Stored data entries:
☆ ☆ ☆

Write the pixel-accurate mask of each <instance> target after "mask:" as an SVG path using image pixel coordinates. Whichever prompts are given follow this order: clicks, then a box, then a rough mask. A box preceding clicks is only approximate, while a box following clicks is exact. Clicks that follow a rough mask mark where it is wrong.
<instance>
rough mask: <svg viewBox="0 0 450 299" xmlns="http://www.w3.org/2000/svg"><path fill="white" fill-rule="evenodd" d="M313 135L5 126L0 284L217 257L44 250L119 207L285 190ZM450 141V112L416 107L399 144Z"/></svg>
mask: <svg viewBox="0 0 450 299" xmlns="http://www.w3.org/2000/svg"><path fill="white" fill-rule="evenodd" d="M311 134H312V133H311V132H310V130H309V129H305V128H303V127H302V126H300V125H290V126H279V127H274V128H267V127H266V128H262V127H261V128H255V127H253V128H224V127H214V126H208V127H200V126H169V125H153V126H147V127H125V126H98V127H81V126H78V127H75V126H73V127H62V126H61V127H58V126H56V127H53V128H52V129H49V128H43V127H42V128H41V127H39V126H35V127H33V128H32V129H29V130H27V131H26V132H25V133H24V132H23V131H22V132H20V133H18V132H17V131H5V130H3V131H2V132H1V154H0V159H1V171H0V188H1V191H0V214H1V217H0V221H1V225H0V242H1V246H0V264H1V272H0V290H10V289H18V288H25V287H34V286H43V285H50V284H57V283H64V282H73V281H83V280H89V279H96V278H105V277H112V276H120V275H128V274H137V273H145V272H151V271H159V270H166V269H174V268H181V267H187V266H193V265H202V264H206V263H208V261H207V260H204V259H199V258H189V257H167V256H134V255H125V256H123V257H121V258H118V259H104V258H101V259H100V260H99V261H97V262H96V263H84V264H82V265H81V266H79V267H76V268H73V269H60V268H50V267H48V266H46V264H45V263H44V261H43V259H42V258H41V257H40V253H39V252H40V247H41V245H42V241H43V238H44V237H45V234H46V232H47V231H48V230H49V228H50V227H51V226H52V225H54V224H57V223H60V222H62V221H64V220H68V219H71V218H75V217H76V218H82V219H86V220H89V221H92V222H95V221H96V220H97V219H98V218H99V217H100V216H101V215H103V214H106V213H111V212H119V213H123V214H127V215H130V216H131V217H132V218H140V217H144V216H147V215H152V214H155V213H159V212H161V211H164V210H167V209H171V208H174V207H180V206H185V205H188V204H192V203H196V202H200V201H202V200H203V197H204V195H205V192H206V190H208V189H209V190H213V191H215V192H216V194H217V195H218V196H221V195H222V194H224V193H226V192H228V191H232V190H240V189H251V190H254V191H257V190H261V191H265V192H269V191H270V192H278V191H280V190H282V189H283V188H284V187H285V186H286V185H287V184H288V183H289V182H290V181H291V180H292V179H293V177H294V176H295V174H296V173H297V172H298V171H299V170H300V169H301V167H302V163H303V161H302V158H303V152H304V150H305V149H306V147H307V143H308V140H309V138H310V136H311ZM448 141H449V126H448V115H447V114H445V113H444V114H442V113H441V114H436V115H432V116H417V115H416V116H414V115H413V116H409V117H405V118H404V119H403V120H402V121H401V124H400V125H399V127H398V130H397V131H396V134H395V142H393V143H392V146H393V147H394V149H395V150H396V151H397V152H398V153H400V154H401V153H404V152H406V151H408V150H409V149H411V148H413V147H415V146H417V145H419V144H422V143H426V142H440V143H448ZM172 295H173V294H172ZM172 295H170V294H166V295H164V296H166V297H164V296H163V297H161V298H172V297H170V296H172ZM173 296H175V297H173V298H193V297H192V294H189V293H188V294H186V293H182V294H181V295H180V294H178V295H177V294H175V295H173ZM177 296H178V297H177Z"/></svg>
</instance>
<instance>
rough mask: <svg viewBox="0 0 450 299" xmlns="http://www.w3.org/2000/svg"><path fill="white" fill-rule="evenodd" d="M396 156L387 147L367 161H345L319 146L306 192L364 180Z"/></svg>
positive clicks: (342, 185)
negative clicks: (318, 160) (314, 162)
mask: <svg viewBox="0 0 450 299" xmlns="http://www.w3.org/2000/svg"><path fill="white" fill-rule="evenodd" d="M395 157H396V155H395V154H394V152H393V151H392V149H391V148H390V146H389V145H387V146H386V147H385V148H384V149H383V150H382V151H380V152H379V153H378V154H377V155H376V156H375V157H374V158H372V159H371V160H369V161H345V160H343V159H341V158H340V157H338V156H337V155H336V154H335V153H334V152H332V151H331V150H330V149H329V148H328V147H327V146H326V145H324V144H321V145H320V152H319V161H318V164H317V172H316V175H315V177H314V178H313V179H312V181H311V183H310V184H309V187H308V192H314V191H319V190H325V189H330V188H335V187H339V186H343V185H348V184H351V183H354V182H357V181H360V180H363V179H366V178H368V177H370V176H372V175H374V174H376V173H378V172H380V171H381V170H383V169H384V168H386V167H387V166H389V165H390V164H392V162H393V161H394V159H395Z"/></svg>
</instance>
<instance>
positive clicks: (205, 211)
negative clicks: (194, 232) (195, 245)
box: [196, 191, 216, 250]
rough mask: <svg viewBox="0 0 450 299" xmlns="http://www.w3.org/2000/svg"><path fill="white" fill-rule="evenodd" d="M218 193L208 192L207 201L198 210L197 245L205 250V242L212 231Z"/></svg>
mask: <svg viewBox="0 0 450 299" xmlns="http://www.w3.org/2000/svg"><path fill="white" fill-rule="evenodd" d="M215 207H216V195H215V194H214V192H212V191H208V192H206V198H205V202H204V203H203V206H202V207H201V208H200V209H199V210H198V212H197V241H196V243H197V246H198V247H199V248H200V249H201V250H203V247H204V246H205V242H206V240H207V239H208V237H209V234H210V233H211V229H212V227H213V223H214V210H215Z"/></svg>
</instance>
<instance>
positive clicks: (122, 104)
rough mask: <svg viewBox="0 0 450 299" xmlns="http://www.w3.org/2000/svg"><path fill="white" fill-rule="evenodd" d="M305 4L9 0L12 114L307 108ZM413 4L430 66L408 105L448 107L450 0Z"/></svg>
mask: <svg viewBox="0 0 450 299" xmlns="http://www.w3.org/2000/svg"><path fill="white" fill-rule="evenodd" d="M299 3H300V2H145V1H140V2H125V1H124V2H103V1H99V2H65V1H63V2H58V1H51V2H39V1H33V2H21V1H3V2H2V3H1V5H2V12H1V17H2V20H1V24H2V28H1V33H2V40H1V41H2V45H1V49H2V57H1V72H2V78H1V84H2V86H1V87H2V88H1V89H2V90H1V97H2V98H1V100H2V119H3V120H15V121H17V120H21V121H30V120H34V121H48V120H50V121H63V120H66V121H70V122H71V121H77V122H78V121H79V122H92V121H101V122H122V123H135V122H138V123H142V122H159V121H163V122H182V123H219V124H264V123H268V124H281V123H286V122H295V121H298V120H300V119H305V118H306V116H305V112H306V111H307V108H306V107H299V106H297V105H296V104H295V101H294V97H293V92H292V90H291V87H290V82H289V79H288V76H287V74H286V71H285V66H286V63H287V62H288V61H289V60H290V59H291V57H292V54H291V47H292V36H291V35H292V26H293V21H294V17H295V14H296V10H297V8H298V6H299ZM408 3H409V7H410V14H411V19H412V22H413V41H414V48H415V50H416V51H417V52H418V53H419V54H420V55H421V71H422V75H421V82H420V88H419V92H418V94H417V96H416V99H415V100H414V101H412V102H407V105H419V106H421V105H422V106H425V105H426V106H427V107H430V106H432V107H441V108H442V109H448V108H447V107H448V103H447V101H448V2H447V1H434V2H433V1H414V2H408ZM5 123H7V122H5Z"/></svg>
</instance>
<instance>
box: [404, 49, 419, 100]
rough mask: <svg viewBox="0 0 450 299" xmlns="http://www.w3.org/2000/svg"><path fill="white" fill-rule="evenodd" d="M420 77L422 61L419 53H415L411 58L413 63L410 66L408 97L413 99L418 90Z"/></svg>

☆ ☆ ☆

• _Requirement_:
Convert the stretch of rows from the start through the line containing "135L5 126L0 284L217" into a numbered list, omitting any blank lines.

• _Solution for this task_:
1. Write the pixel-accurate mask of each <instance> target after "mask:" as an SVG path using image pixel coordinates. Whichever prompts are given follow this order: clicks, then a box, then a rough mask. A box preceding clicks is only approximate, while a box following clicks is exact. Clicks that follow a rough mask mark where it is wrong.
2. <instance>
3. rough mask: <svg viewBox="0 0 450 299" xmlns="http://www.w3.org/2000/svg"><path fill="white" fill-rule="evenodd" d="M313 135L5 126L0 284L217 257L44 250L119 207L285 190ZM450 141V112L416 107L399 144Z"/></svg>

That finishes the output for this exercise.